◆ **TASK PROMPT**
Return the material below from its first line through the line that contains "x=620, y=496", copied word for word.

☆ ☆ ☆ ☆ ☆ ☆ ☆

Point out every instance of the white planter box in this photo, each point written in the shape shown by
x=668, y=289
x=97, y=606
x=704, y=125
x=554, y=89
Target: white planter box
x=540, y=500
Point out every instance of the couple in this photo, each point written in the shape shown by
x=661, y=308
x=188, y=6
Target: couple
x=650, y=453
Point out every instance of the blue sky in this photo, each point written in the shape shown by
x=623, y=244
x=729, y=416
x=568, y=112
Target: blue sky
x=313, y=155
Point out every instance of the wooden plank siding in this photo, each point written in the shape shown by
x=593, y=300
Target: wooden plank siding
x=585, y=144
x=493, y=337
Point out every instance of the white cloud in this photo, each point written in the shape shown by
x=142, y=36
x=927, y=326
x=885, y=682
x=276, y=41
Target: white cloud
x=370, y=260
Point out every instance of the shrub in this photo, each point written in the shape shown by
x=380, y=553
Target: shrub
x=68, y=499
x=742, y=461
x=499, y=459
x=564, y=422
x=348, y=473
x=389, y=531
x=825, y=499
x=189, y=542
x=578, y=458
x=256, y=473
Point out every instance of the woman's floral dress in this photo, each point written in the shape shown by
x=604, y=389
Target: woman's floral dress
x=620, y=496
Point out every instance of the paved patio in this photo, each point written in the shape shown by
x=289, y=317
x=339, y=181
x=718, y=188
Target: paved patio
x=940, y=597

☆ ☆ ☆ ☆ ☆ ☆ ☆

◆ **SOLVED PROBLEM**
Point out every instance of the white planter box in this photo, each point written in the shape shown by
x=668, y=289
x=97, y=606
x=704, y=125
x=554, y=89
Target: white planter box
x=540, y=500
Point out every instance of the couple in this photo, each point written in the shape shown by
x=661, y=308
x=188, y=6
Target: couple
x=650, y=453
Point out every instance of the blue sky in this photo, each point written in the shape shown by
x=623, y=244
x=729, y=416
x=568, y=112
Target: blue sky
x=313, y=155
Point out every instance of the wooden plank siding in this photo, each point written in the shape shown by
x=593, y=300
Target: wooden plank siding
x=585, y=144
x=493, y=337
Point out every instance of the white cloud in this photo, each point written in the shape shown by
x=142, y=36
x=927, y=326
x=885, y=682
x=276, y=41
Target: white cloud
x=370, y=260
Point out every instance of the shrub in this photo, each point written in the shape shown by
x=380, y=553
Target: shrub
x=68, y=499
x=742, y=461
x=499, y=459
x=564, y=422
x=348, y=473
x=389, y=531
x=825, y=499
x=189, y=542
x=578, y=458
x=256, y=473
Point out every instance of the woman's floral dress in this photo, each point written in the shape shown by
x=604, y=389
Target: woman's floral dress
x=620, y=496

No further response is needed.